ENTRIES SUPPLIED:
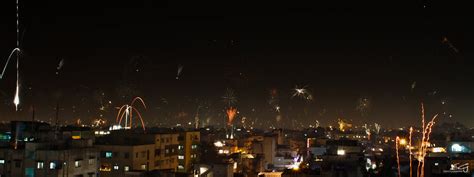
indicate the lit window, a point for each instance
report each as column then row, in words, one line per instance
column 40, row 165
column 108, row 154
column 77, row 163
column 91, row 161
column 52, row 165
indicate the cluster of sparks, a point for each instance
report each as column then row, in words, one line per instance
column 422, row 150
column 302, row 93
column 127, row 112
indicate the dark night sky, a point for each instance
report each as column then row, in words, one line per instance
column 341, row 51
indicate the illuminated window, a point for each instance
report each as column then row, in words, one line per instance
column 77, row 163
column 39, row 165
column 52, row 165
column 108, row 154
column 91, row 161
column 105, row 167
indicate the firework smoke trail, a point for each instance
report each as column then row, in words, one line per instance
column 397, row 140
column 409, row 151
column 231, row 112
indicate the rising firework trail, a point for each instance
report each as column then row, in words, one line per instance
column 409, row 151
column 397, row 142
column 127, row 112
column 16, row 99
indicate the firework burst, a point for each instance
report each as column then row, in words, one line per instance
column 363, row 106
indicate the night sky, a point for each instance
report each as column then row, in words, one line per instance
column 341, row 52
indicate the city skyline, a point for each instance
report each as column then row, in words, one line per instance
column 178, row 58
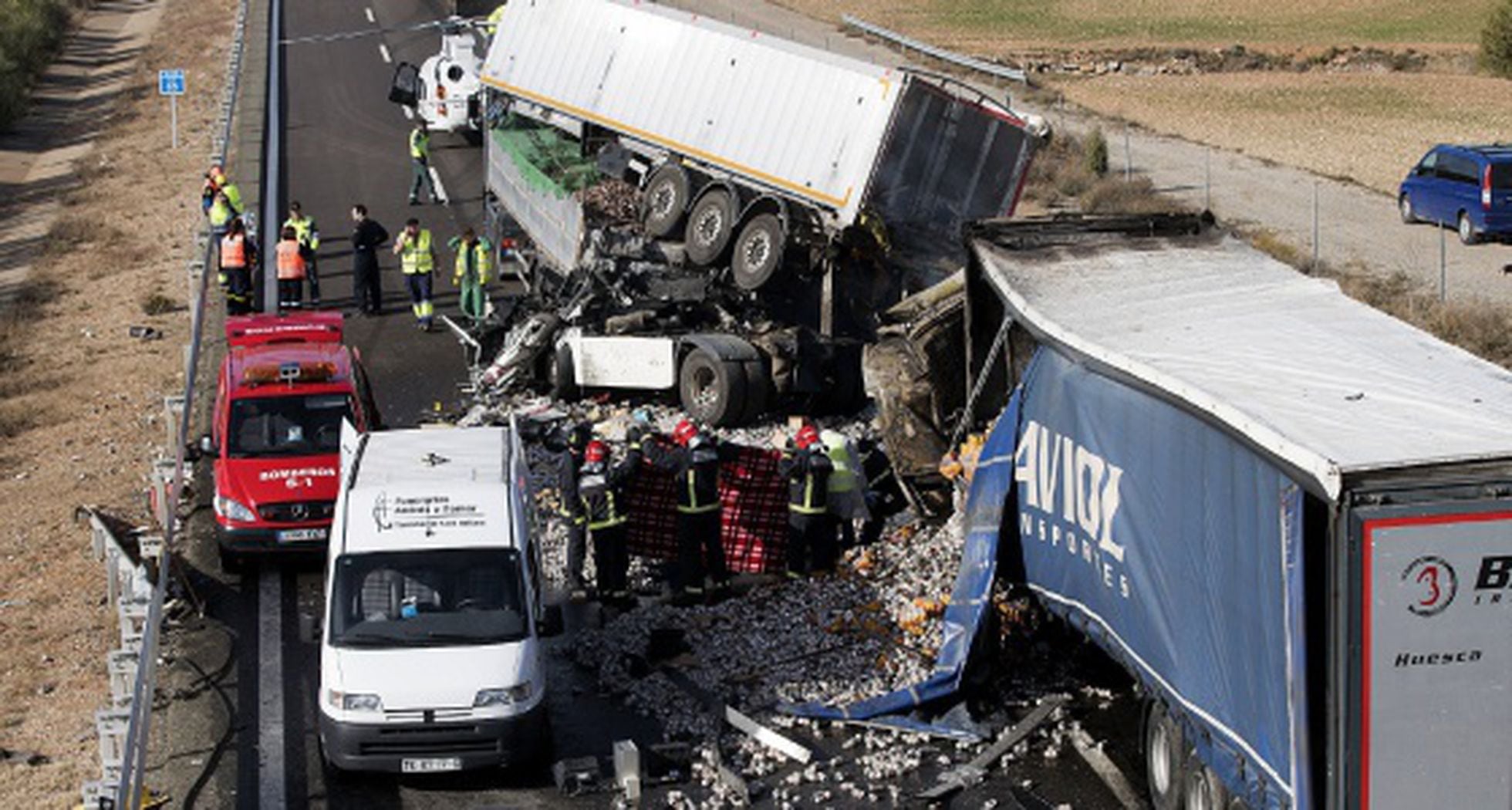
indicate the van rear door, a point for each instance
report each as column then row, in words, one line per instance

WHAT TO DO: Set down every row above word for word, leaving out the pictures.

SOLVED PROBLEM:
indicate the lit window, a point for each instance
report each as column then row, in words, one line per instance
column 40, row 165
column 108, row 154
column 77, row 163
column 91, row 161
column 52, row 165
indicate the cluster of sparks, a point for each instance
report each as column then row, in words, one line per instance
column 422, row 150
column 302, row 93
column 127, row 112
indicate the dark night sky, a point for each instance
report each as column then row, in words, one line per instance
column 341, row 51
indicate the illuminated window, a point for each instance
report each as column then row, in words, one line per instance
column 77, row 163
column 39, row 165
column 52, row 165
column 108, row 154
column 91, row 161
column 105, row 167
indicate the firework smoke trail, a point for each instance
report each as column then row, in words, one line per instance
column 397, row 140
column 409, row 151
column 231, row 112
indicate the rising firework trail, a point for each instance
report each as column then row, in words, one line per instance
column 409, row 151
column 397, row 142
column 127, row 112
column 16, row 99
indicate the firework burst, a point for each instance
report each as column then row, in words, one line per instance
column 363, row 106
indicate the night sky, a point for each instance
report each as column then row, in words, one line per instance
column 341, row 52
indicate the city skyline, a point for each instance
report each as column then row, in words, one line per instance
column 178, row 58
indicate the van rear door, a point for each instance
report each as column then row, in words, one line per instance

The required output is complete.